■ PASSAGE FOURNI
Retour rapide sur la situation à Brest notamment.

Il y avait un rassemblement mercredi 5 mai à la gare SNCF de Brest à 10h, organisé par l’Union Locale CGT de Brest et le syndicat CGT Cheminots Brest et Landerneau contre « le projet de suppression de 8 postes fixes entre les gares de Morlaix, Landerneau et Brest », « avec notamment la suppression du poste d’agent d’accueil en gare de Brest ». Quartz Occupé (comprenant quelques syndicalistes CGT prenant beaucoup de place…) appelait aussi à la convergence des luttes et à se rendre au barbecue des cheminots et donc, y déplaçait son agora. Leurs luttes sont bien évidemment tout à fait légitimes.

Sur la page FB de CGT Cheminots Brest et Landerneau, ils se félicitent d’une fameuse convergence des luttes, mot galvaudé s’il en est !… Ils énumèrent ceux ayant répondu à l’appel, en plus de Quartz Occupé : « A cette occasion, sont venus nous soutenir les camarades du SYNPTAC (Syndicat National des Professionnels du Théâtre et des Activités Culturelles – CGT), de la CGT du CHRU de Brest, de la CGT Arsenal, du PCF, d’un adjoint à la mairie de Brest, mobilisés contre la casse du service public ferroviaire. ». Au micro également ce jour là, un délégué syndical cheminot CGT s’était aussi félicité de la « convergence des luttes »…

On espère qu’il ne croient pas sérieusement ce qu’ils affirment et qu’il s’agit là de communication et d’une volonté d’action stratégique plus que d’une description réaliste des forces en présence !?… Car de quoi s’agissait-il ? Surtout d’un entre-soi CGT ! Soit la convergence interne aux cheminots… Ainsi que que celle, beaucoup plus périlleuse, interne au syndicats CGT : le partage d’un moment convivial et l’établissement de contacts entre des syndicalistes cheminots, profs, soignants, intermittents… mais de la CGT !… Même si bien sûr la grande majorité des membres du collectif Quartz Occupé qui étaient présents ne sont pas syndiqués...

■ DONNÉES
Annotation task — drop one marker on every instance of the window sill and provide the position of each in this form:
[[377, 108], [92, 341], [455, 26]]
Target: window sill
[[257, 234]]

■ CONSIGNE
Recopiez mot pour mot le passage fourni, de « On espère qu’il » à « sont pas syndiqués... ».

■ RÉPONSE RÉDIGÉE
On espère qu’il ne croient pas sérieusement ce qu’ils affirment et qu’il s’agit là de communication et d’une volonté d’action stratégique plus que d’une description réaliste des forces en présence !?… Car de quoi s’agissait-il ? Surtout d’un entre-soi CGT ! Soit la convergence interne aux cheminots… Ainsi que que celle, beaucoup plus périlleuse, interne au syndicats CGT : le partage d’un moment convivial et l’établissement de contacts entre des syndicalistes cheminots, profs, soignants, intermittents… mais de la CGT !… Même si bien sûr la grande majorité des membres du collectif Quartz Occupé qui étaient présents ne sont pas syndiqués...